Page text >>

Every so often progressive edutwitter goes insane about something. Usually it is something that is obviously true.

The last time it happened was over this post. In it, I argued that children should be held responsible for their behaviour and pointed out they were “not insane”. Progressives deduced that if I thought we should hold children responsible for their behaviour because they were not insane, then I must be saying that children who are not responsible for their behaviour are insane. For some progressives, this is almost all children, particularly if they have SEN or are badly behaved and edutwitter filled with two arguments:

  1. He calls children/children with SEN/badly behaved children “insane”. He is a monster.
  2. He used the word “insane”. This is offensive to people with mental health problems. Nobody should ever use the word.

As ever, the argument could only get as far as it did by being dishonest. Anyone going back to the source would discover that I had said children were not insane. Anyone claiming that the word “insane” was inherently offensive would invariably turn out to have used the word “insane”, or “mad” or “crazy” themselves at some point because that’s a normal part of how almost everybody talks about irrationality.

Requirement 1 >> Return the passage of the edutwitter post that runs from "As ever, the" to "talks about irrationality.", word for word.

Supplied records >>

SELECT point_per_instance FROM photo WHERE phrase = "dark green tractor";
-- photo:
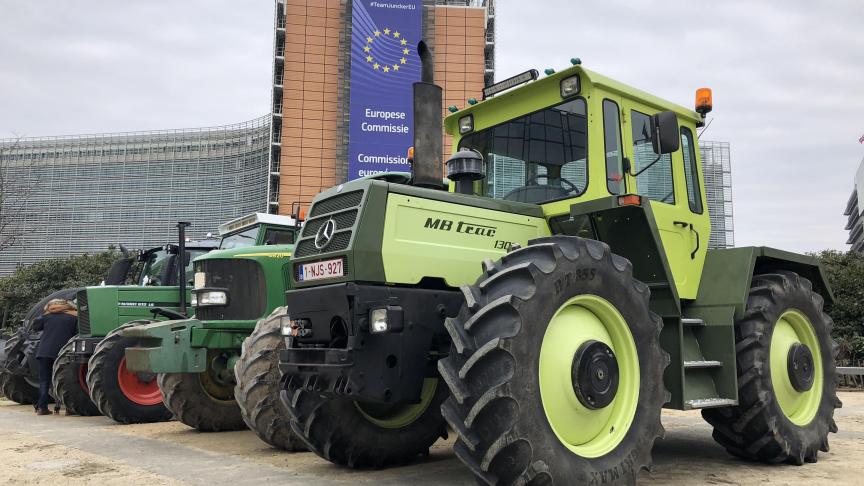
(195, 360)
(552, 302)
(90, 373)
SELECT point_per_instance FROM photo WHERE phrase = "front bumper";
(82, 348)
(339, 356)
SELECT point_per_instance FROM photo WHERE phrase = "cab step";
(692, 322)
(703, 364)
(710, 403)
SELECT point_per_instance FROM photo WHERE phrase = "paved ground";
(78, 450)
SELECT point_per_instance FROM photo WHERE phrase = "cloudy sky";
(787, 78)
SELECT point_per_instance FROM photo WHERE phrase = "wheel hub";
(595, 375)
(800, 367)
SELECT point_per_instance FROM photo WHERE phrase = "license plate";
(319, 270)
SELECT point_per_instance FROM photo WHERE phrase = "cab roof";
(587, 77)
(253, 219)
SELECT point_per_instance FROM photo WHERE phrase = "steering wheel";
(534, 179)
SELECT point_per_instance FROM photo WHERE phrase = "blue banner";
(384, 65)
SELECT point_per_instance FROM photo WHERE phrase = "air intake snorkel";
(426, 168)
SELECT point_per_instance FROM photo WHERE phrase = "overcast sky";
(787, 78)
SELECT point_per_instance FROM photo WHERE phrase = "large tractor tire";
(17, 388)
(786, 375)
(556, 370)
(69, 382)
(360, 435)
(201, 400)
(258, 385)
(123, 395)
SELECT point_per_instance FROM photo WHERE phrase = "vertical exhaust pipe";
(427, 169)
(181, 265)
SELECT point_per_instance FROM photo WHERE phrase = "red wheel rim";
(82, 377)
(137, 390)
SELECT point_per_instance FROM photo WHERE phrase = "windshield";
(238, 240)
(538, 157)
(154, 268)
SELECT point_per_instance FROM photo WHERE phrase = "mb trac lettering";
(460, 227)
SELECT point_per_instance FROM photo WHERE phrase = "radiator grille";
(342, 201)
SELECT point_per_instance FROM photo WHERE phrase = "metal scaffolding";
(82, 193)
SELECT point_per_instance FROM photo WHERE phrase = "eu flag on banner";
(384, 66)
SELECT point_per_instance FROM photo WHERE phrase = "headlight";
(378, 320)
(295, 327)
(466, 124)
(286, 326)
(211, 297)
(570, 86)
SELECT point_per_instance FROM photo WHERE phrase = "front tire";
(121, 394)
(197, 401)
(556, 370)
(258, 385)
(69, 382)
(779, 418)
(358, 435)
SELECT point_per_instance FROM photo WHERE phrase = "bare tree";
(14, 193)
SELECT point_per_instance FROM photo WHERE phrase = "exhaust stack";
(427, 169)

Requirement 2 >> Collect every line in the rows that contains the string "wheel".

Exercise result 1 >>
As ever, the argument could only get as far as it did by being dishonest. Anyone going back to the source would discover that I had said children were not insane. Anyone claiming that the word “insane” was inherently offensive would invariably turn out to have used the word “insane”, or “mad” or “crazy” themselves at some point because that’s a normal part of how almost everybody talks about irrationality.

Exercise result 2 >>
SELECT point_per_instance FROM photo WHERE phrase = "wheel hub";
SELECT point_per_instance FROM photo WHERE phrase = "steering wheel";
SELECT point_per_instance FROM photo WHERE phrase = "red wheel rim";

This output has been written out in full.